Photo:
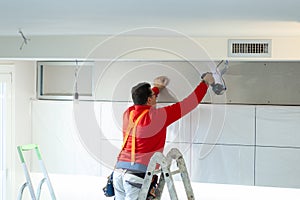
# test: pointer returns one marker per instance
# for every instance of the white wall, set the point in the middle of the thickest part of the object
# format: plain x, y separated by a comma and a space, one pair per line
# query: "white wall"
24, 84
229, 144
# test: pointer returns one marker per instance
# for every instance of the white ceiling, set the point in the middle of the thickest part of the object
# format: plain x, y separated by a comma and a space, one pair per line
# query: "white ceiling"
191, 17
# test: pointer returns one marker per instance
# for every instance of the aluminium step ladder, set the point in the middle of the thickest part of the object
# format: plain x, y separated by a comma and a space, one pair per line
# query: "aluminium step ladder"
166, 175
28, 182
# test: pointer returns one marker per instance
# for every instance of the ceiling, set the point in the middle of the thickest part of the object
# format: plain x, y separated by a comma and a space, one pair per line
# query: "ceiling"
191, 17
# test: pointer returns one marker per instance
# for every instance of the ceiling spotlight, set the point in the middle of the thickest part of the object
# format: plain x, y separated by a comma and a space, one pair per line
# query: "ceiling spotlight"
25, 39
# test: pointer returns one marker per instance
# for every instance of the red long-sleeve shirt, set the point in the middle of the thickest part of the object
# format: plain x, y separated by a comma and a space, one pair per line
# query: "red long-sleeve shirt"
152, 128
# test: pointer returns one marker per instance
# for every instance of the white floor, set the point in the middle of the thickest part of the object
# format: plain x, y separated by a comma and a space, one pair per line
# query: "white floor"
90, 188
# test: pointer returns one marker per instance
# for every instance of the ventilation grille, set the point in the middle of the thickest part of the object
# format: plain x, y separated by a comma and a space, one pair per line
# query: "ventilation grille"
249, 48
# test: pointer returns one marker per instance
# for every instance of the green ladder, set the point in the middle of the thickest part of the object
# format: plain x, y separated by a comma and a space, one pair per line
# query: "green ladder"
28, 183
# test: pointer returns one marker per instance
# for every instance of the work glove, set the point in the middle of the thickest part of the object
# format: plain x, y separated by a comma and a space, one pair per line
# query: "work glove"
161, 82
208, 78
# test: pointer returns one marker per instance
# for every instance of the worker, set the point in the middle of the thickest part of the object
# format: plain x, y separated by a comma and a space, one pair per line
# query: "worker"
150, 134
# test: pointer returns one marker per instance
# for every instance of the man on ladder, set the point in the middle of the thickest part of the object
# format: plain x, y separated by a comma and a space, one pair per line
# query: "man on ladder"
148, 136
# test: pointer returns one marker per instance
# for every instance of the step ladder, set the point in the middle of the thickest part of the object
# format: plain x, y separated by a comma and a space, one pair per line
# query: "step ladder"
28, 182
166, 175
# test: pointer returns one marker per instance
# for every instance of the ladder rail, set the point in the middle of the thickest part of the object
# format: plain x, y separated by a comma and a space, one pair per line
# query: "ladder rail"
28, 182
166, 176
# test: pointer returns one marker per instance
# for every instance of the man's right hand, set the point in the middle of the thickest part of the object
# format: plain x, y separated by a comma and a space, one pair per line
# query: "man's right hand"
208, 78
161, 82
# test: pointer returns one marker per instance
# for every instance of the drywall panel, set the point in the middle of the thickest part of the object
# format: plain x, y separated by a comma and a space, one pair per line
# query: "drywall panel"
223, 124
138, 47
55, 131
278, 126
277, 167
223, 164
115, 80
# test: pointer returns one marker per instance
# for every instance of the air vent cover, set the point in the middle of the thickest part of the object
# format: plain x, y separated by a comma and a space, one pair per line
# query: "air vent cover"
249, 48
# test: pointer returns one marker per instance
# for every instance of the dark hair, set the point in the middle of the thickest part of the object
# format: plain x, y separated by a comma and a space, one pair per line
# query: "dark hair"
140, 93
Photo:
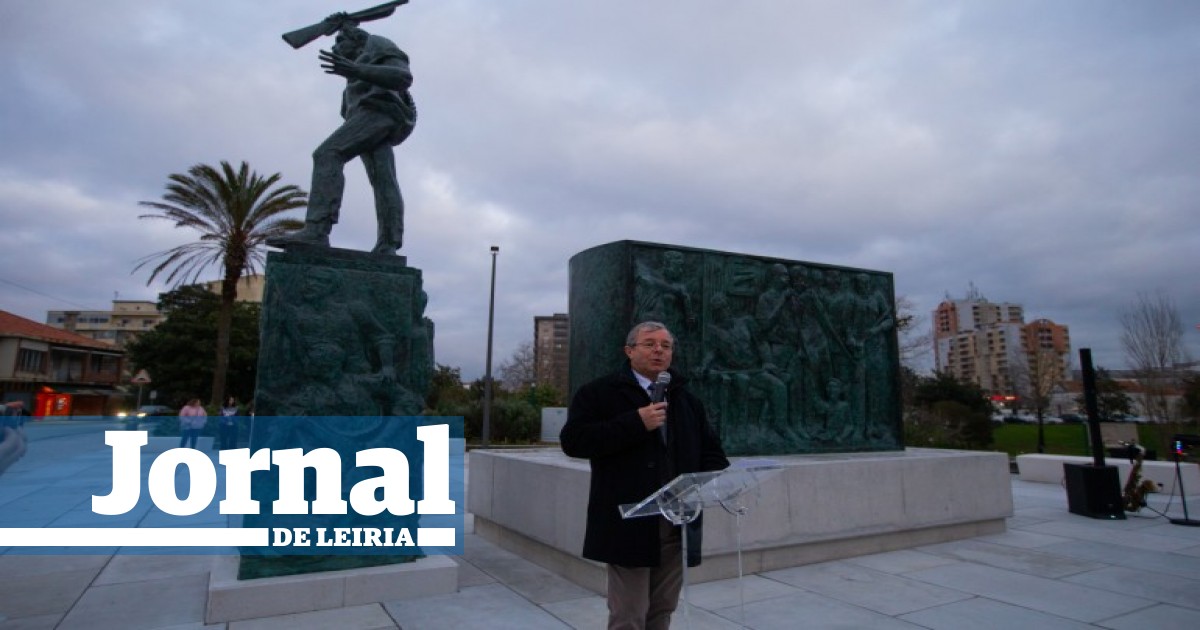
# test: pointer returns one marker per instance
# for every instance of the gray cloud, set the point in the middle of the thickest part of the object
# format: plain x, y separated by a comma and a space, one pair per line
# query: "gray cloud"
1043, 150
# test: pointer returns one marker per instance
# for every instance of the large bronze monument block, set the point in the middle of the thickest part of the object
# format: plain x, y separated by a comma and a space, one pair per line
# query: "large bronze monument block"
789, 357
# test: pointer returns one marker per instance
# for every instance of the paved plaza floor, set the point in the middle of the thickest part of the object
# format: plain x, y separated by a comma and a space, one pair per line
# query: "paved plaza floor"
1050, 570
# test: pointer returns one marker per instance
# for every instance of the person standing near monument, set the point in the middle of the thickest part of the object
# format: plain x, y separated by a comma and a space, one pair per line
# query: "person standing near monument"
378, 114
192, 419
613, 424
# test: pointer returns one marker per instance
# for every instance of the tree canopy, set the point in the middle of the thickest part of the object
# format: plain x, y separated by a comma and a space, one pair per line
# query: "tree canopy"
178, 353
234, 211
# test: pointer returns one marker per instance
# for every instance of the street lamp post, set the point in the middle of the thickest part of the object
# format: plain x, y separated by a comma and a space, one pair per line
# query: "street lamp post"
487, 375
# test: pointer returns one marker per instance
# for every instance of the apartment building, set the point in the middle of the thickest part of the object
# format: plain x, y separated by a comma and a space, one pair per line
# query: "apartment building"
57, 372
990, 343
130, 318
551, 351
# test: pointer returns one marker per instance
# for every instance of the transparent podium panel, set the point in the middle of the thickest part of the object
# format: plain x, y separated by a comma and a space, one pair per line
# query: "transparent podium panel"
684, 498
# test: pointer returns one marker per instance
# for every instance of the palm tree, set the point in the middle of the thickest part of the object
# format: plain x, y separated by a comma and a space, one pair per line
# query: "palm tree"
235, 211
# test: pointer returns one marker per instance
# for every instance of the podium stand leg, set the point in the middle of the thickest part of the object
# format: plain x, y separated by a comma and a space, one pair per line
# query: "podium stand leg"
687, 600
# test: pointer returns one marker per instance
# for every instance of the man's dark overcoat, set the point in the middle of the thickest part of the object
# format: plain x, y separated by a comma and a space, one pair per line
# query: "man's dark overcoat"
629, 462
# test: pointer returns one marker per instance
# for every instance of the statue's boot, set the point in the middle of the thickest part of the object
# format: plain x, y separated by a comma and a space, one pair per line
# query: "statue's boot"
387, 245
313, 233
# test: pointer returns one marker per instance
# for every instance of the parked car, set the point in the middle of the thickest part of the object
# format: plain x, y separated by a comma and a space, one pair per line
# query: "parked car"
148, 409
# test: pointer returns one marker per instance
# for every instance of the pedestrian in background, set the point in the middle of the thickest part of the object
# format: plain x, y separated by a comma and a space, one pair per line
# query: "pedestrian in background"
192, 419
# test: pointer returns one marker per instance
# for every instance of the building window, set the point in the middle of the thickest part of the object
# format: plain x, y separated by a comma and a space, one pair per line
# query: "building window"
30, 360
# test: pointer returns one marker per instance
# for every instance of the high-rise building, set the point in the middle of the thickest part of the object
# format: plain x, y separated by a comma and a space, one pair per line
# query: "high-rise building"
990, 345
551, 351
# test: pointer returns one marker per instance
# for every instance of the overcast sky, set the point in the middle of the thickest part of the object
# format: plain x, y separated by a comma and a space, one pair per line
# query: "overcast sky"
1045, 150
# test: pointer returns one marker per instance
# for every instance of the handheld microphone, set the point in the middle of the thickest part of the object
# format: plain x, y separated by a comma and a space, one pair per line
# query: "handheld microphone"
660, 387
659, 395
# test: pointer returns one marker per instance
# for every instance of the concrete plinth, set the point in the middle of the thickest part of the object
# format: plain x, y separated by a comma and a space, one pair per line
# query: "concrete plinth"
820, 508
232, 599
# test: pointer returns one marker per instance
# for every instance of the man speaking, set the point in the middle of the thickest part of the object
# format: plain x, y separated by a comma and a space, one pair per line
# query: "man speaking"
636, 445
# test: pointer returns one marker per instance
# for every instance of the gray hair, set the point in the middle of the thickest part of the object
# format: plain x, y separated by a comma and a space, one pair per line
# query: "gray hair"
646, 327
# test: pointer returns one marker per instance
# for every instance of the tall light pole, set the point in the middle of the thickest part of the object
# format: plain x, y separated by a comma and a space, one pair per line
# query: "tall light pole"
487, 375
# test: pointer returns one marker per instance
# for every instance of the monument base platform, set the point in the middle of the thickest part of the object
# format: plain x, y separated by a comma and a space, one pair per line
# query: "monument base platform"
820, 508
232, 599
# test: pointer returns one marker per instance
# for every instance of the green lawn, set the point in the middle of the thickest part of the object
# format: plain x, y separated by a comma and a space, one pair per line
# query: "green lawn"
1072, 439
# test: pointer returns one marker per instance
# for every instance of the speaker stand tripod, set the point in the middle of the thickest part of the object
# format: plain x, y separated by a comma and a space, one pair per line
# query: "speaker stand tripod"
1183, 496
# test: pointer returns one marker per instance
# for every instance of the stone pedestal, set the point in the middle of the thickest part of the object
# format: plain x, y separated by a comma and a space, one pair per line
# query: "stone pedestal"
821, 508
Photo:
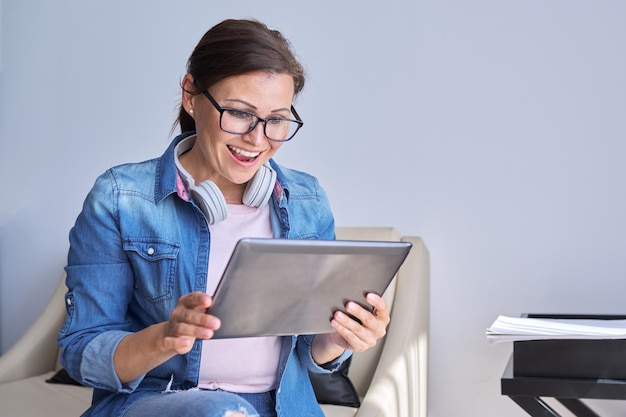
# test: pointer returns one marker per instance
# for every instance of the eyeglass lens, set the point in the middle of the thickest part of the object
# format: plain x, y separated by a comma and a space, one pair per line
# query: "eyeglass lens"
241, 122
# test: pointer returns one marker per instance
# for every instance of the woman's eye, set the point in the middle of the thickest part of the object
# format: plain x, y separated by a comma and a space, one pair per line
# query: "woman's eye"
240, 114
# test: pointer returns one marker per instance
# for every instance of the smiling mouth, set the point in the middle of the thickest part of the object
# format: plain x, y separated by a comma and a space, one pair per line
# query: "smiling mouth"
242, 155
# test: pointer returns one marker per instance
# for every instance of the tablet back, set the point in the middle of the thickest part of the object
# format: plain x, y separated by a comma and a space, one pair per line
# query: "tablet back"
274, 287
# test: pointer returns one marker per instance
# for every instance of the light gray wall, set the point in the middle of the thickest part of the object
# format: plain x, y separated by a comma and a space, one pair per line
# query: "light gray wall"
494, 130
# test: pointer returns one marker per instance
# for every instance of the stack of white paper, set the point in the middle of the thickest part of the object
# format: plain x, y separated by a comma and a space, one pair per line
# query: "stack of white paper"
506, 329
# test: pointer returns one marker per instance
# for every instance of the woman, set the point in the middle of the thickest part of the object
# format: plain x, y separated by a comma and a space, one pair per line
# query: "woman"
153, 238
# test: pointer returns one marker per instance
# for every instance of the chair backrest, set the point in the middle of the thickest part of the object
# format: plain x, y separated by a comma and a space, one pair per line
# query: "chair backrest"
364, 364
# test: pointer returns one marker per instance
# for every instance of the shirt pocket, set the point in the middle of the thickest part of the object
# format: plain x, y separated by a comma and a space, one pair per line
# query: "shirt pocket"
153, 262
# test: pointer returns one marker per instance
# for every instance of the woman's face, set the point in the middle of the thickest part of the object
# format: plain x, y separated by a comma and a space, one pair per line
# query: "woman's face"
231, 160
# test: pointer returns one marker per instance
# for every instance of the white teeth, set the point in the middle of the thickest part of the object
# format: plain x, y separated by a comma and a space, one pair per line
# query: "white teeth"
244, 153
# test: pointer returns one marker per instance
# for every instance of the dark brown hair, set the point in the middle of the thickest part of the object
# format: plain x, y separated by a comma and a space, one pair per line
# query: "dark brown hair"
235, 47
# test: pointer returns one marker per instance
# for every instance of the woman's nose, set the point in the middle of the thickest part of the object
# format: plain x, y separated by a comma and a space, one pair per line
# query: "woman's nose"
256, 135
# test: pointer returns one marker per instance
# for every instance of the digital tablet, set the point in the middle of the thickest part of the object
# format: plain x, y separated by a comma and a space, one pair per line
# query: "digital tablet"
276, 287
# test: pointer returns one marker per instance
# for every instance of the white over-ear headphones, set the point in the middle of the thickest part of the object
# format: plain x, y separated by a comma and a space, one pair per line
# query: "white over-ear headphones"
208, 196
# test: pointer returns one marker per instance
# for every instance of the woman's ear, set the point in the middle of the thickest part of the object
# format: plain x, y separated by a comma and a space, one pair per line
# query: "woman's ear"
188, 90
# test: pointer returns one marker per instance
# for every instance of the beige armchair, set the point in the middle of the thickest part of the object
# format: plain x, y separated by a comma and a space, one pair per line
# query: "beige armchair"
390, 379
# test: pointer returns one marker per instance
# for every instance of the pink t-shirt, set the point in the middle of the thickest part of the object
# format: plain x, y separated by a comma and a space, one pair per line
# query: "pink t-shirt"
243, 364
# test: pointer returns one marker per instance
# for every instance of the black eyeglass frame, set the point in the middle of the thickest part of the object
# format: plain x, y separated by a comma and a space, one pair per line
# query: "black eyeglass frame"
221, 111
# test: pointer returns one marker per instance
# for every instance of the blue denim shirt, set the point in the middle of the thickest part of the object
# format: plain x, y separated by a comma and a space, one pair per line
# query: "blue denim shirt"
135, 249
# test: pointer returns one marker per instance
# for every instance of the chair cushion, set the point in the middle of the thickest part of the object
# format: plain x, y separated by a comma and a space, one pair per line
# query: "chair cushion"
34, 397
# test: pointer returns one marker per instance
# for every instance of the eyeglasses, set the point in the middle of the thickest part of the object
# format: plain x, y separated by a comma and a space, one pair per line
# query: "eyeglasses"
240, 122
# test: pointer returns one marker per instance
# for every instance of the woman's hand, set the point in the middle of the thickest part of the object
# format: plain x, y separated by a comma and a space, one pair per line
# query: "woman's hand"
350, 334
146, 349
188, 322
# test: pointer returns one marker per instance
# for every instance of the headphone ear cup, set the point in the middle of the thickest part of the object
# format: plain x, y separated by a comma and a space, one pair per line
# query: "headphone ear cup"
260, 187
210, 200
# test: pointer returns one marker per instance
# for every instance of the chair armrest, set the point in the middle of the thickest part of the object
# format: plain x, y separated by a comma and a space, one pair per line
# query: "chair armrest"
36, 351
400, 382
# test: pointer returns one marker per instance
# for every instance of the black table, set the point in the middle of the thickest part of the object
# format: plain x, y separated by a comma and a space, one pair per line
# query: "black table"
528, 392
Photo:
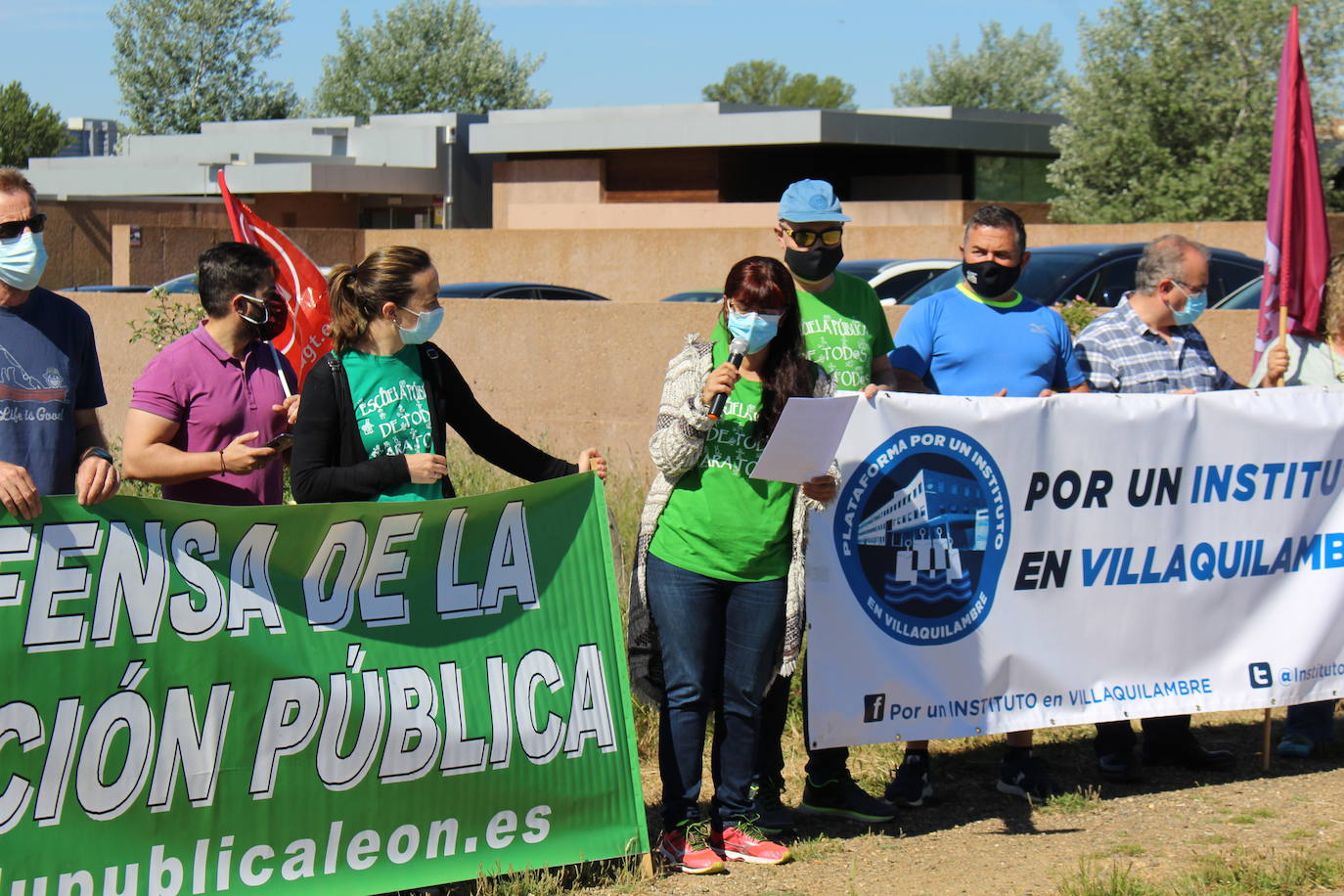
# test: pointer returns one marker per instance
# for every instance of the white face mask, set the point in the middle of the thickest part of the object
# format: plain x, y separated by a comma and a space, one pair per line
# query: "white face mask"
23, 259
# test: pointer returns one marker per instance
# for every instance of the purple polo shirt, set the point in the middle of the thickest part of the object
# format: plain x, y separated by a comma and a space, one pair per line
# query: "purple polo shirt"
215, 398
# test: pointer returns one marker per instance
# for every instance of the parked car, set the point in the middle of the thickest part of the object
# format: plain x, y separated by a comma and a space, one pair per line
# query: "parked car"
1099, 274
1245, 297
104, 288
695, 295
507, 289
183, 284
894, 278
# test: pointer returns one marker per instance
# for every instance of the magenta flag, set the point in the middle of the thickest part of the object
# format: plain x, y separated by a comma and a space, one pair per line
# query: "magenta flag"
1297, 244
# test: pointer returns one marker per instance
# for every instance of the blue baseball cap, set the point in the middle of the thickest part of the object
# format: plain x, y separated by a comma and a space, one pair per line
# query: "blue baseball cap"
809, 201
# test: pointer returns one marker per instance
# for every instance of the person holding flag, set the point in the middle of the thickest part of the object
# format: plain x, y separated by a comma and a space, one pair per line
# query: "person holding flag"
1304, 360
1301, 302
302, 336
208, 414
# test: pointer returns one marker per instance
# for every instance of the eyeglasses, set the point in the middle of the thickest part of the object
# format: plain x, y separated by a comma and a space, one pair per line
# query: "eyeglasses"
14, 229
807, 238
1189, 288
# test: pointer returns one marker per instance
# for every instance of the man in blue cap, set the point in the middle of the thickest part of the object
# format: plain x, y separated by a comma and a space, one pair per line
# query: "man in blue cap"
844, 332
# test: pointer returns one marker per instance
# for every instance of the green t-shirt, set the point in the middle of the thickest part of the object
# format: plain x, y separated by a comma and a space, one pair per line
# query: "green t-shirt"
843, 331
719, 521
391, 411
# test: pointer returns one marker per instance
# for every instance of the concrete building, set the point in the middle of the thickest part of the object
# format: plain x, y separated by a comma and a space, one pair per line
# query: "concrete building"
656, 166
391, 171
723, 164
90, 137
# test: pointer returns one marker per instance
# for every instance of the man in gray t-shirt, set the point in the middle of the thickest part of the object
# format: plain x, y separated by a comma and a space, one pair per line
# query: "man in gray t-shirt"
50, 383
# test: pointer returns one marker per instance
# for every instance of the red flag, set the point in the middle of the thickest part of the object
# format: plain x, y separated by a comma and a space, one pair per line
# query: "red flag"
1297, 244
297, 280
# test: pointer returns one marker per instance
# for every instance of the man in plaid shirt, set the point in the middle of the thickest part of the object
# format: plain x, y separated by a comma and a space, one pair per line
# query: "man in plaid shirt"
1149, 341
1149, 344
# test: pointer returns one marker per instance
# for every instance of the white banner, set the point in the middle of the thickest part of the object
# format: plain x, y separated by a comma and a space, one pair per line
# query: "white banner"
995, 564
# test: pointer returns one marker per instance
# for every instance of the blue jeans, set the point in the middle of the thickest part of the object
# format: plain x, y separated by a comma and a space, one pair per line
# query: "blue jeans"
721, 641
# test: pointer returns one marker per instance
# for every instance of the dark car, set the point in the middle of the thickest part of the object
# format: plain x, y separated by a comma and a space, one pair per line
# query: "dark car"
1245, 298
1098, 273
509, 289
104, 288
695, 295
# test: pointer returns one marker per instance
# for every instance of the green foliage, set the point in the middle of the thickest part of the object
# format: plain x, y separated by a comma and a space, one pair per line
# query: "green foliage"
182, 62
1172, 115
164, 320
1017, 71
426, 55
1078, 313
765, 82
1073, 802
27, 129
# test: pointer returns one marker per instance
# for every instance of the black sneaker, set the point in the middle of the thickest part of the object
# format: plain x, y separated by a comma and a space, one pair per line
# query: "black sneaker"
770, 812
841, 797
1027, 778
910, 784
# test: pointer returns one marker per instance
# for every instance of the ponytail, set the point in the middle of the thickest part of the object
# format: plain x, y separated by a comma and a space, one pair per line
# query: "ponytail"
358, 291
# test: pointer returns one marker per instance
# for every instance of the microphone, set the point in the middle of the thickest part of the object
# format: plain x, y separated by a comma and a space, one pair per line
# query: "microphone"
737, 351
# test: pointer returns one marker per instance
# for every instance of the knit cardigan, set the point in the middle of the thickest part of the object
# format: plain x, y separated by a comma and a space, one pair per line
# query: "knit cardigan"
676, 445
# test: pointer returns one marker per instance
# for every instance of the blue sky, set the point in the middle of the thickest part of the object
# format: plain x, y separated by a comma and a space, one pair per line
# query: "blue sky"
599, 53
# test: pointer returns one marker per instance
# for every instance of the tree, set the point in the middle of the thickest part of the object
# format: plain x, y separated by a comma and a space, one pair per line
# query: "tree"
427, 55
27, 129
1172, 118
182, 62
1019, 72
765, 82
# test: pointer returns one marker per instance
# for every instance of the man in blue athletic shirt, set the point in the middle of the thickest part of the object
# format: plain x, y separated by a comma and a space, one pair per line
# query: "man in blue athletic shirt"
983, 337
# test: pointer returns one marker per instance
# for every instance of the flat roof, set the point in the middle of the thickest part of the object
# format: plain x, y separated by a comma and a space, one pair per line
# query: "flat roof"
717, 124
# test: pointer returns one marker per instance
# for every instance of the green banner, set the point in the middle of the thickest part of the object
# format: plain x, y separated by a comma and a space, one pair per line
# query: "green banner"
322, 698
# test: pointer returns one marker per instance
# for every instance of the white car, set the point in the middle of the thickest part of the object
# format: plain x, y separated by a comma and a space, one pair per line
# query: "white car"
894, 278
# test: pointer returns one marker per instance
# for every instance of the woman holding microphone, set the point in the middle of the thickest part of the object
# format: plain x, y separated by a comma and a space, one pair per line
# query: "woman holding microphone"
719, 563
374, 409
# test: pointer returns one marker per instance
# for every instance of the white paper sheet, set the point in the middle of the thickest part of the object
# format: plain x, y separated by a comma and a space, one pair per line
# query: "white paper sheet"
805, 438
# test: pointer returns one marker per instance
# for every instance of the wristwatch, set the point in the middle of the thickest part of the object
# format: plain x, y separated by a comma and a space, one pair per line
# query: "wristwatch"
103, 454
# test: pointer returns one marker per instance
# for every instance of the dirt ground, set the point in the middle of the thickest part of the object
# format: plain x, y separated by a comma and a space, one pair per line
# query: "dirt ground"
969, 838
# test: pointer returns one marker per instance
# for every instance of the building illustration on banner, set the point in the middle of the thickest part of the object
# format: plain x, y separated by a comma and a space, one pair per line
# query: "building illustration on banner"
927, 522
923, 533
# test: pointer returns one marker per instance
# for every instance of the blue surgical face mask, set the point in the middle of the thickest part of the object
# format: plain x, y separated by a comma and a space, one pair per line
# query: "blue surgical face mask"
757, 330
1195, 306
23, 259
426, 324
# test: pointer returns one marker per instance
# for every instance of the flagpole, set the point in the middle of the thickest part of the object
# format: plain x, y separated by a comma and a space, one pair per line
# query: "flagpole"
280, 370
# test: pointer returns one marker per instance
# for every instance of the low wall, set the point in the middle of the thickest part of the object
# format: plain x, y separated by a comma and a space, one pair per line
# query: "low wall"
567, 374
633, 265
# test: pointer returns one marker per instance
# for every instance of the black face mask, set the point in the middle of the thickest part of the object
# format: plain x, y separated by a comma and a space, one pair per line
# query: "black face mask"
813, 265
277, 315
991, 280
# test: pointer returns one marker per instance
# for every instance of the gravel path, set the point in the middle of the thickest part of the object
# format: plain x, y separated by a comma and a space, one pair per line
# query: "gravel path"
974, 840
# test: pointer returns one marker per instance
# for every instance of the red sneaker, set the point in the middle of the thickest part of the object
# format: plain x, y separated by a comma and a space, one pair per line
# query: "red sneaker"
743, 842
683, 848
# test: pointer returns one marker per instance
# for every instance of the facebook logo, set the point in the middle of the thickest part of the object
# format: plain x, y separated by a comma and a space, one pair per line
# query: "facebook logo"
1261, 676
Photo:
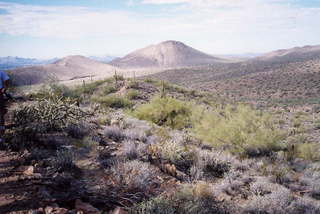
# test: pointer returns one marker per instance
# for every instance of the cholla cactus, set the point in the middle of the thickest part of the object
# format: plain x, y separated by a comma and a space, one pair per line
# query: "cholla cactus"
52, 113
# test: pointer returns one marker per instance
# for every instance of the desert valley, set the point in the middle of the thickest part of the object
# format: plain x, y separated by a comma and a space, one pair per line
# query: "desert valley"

■ Problem details
Return a copy of each line of the material that holds the word "desert".

■ Response to the exercise
# for every instance of the desert valley, set the point in the middle of the thickest part of the object
# query: "desert valley"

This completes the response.